• Page excerpt
——————

HThe sunglasses remained on. Joe Biden was walking on the White House’s south balcony in Washington. It was hot and humid. He reached for his trademark aviator sunglasses, but decided not to remove them. Perhaps this was because he felt happy after reading the record-setting jobs report.
“Today there are more people working in America than before the pandemic began,” Biden said. “In fact, there are more people working in America than at any point in American history.” The U.S. economy added 528,000 new jobs in July, according to data released Friday by the Bureau of Labor Statistics, bringing the unemployment rate to 3.5%, the lowest in five decades.
Market expectations were blown away by the employment numbers which showed the nation has fully recovered the lost jobs from the pandemic. “It puts to an end any notion that the economy is currently in a recession,” says Justin Wolfers, a professor of economics and public policy at the University of Michigan. “It’s unabashedly, directly, in every way you look at it, news suggesting the economy is growing robustly, that people are getting jobs. The labor market not only is healing, but has fully healed.”
These positive economic developments come at a time where gas prices have been slowly declining since June. Biden plans to sign new legislation next Wednesday to boost U.S. computer chip manufacturing.
After months of devastating headlines about soaring inflation, the fallout of the Russian invasion of Ukraine and his dreadful approval numbers, this week brought other developments suggesting Biden’s political future may be looking brighter. Kansas voters resoundingly rejected an anti-abortion amendment to change the state constitution, an early sign that the Supreme Court’s decision to overturn Roe v. Wade may motivate more voters to support Democrats in the midterm elections this fall. Biden has encouraged the historic expansion of the alliance by Finland and Sweden, which is on the verge of joining the North Atlantic Treating Organization. And even Republicans expressed approval of the announcement that the CIA had successfully killed Al Qaeda’s leader Ayman al-Zawahiri, one of the planners of the Sept. 11, 2001, attacks.
Even Biden’s recent bout with COVID-19 has provided a contrast to how much things have changed under his tenure. Biden’s ability to manage the mild symptoms of the disease highlighted the fact that Americans have been able to return to work thanks to the wide distribution and accessibility to vaccines. “The policies that have helped put the pandemic in the rearview mirror are a big part of our macroeconomic story right now,” Wolfers says.
Republicans stated that low unemployment figures showed American business’s difficulty in finding workers. Democrats’ policies meant to increase the affordability of healthcare would also discourage people from entering the workforce. The Inflation Reduction Act, which the Senate is expected to take up this weekend, and the House may send to Biden’s desk by the end of next week, “will worsen the workforce shortage with lavish health care subsidies that provide more affordable health care to the jobless than to those returning to work, on top of crushing tax hikes on ‘Made-in-America’ manufacturers,” Rep. Kevin Brady of Texas, the top Republican on the House Ways and Means Committee, said in a statement. “None of this makes any economic sense.”
Biden seems happy to engage in that discussion, noting that Friday’s strong jobs market is evidence that he continues to fulfill his pledge to build up the middle-class. “Workers are being empowered,” Biden said, adding later, “Where I come from, that’s a good thing and it’s long overdue.”

——————

• What you have to do
In the article about Biden and the July jobs report, what unemployment rate did the new jobs bring the country to?

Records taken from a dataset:
——————

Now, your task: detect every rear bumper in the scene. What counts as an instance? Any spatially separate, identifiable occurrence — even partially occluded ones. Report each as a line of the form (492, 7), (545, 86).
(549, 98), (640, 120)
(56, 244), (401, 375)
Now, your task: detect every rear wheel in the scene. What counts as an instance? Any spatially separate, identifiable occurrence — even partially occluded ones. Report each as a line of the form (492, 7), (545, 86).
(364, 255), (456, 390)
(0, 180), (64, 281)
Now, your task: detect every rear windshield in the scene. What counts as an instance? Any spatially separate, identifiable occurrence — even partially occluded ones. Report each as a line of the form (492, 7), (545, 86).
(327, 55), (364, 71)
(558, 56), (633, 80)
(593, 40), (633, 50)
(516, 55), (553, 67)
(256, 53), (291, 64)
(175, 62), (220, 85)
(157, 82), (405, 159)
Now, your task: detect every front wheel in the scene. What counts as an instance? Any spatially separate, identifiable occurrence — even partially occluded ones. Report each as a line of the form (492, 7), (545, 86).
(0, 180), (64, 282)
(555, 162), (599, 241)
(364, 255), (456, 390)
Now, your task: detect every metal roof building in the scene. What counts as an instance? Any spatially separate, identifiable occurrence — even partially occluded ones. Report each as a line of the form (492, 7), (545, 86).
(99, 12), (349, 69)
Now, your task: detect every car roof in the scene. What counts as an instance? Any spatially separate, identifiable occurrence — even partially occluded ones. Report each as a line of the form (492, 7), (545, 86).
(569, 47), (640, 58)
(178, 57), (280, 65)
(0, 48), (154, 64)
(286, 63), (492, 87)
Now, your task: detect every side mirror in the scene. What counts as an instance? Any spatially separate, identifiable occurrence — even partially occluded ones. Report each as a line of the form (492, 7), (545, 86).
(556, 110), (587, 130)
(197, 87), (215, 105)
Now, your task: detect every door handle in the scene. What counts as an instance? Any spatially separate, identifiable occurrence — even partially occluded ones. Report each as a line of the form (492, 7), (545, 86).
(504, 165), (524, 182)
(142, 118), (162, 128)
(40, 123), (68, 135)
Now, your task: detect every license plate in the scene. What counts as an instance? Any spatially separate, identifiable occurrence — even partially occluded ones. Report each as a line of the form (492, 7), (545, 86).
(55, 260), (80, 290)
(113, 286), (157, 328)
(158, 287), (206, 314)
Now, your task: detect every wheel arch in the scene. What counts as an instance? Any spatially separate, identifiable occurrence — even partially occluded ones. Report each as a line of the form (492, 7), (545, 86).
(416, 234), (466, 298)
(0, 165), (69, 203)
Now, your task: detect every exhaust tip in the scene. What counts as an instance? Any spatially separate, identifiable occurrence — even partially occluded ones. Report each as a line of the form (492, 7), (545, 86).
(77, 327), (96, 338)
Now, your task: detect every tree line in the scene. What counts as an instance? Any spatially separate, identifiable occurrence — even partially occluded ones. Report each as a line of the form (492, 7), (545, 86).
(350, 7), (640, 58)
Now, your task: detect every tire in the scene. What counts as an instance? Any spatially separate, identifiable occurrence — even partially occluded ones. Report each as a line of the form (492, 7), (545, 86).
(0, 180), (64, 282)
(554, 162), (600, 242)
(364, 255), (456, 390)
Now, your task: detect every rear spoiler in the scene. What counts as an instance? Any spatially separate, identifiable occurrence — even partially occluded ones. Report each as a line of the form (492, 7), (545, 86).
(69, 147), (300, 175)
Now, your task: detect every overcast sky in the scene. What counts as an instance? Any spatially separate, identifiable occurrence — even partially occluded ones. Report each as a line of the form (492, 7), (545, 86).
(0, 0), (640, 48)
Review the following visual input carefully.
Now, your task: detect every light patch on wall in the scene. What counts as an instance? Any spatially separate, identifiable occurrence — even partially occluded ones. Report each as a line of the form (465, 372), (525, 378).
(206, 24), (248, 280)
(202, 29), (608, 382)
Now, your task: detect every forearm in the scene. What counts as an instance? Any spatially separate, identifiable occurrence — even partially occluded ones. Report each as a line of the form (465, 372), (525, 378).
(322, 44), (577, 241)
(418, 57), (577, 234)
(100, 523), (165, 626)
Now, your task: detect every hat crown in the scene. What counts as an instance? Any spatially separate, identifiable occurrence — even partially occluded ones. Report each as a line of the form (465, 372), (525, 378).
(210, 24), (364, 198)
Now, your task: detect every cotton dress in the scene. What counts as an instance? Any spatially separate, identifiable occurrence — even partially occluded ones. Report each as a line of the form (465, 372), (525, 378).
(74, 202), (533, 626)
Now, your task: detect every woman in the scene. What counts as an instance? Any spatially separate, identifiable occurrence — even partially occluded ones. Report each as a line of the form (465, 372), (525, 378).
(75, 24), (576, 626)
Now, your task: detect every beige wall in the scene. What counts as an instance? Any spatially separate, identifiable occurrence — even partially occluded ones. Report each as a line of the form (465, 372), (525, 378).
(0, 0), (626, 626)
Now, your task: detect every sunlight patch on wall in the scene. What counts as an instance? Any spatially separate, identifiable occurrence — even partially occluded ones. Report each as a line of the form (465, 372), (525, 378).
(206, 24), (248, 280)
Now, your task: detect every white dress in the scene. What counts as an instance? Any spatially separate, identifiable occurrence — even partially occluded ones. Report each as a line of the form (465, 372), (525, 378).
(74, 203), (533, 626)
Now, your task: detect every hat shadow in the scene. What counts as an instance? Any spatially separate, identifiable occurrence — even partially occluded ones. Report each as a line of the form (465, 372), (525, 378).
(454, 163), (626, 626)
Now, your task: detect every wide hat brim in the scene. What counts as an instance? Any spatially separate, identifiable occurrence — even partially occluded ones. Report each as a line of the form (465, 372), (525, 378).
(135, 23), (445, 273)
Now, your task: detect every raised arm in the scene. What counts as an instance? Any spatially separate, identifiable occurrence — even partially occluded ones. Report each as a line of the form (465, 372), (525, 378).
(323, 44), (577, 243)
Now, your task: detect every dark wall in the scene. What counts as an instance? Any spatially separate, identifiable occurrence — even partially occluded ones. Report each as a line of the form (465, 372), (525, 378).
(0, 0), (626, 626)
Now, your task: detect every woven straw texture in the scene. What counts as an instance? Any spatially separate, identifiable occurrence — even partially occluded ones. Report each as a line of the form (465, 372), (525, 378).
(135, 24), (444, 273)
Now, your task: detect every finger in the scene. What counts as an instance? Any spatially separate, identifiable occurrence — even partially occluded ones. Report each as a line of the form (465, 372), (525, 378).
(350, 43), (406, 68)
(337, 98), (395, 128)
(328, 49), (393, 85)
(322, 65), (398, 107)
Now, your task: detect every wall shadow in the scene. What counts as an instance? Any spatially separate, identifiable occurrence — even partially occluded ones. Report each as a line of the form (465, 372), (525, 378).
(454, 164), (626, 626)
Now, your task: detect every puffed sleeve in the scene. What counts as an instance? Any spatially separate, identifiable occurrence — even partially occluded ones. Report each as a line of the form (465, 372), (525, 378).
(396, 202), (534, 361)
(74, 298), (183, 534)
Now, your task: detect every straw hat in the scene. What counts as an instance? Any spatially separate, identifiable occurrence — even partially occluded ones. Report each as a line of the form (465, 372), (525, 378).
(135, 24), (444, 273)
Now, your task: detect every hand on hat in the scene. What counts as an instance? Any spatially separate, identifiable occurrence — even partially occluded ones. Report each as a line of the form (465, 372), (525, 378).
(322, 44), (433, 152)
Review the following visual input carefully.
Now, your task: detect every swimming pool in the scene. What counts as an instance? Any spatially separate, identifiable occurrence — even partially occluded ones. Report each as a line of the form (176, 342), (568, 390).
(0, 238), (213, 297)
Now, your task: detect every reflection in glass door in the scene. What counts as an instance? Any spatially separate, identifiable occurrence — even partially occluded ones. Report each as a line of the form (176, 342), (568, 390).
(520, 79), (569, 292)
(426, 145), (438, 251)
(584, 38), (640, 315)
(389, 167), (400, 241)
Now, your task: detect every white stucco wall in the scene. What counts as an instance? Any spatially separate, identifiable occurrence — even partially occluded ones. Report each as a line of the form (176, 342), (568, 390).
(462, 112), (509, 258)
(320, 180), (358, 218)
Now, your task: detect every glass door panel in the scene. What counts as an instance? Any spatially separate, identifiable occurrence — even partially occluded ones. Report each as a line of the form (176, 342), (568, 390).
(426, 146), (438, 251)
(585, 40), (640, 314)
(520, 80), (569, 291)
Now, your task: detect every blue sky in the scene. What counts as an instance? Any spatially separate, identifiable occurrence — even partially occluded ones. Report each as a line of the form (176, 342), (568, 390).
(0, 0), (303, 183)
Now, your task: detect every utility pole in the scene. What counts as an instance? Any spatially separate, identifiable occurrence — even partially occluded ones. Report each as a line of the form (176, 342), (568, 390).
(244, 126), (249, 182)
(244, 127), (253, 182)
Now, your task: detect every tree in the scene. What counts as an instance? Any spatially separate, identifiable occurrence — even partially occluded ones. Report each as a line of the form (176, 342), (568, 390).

——————

• Result of the task
3.5%, the lowest in five decades.